**Job**
Please return each line of the material below that contains the word "field". Letter case counts.

**Raw data**
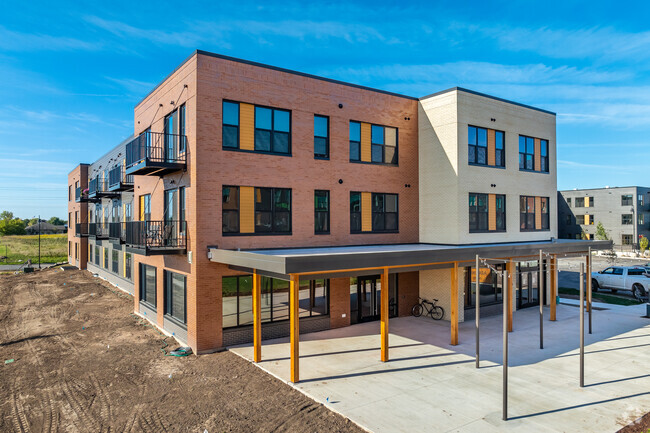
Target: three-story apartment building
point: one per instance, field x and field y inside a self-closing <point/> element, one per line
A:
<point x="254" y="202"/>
---
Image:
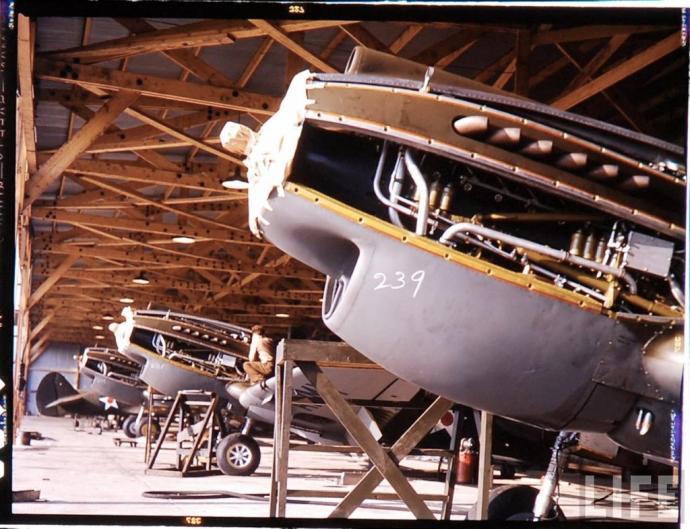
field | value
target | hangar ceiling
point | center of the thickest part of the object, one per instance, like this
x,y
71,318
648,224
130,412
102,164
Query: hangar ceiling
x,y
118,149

**Exercise result**
point: one per instance, field x and field y inside a self-closing <point/> element, one per line
field | value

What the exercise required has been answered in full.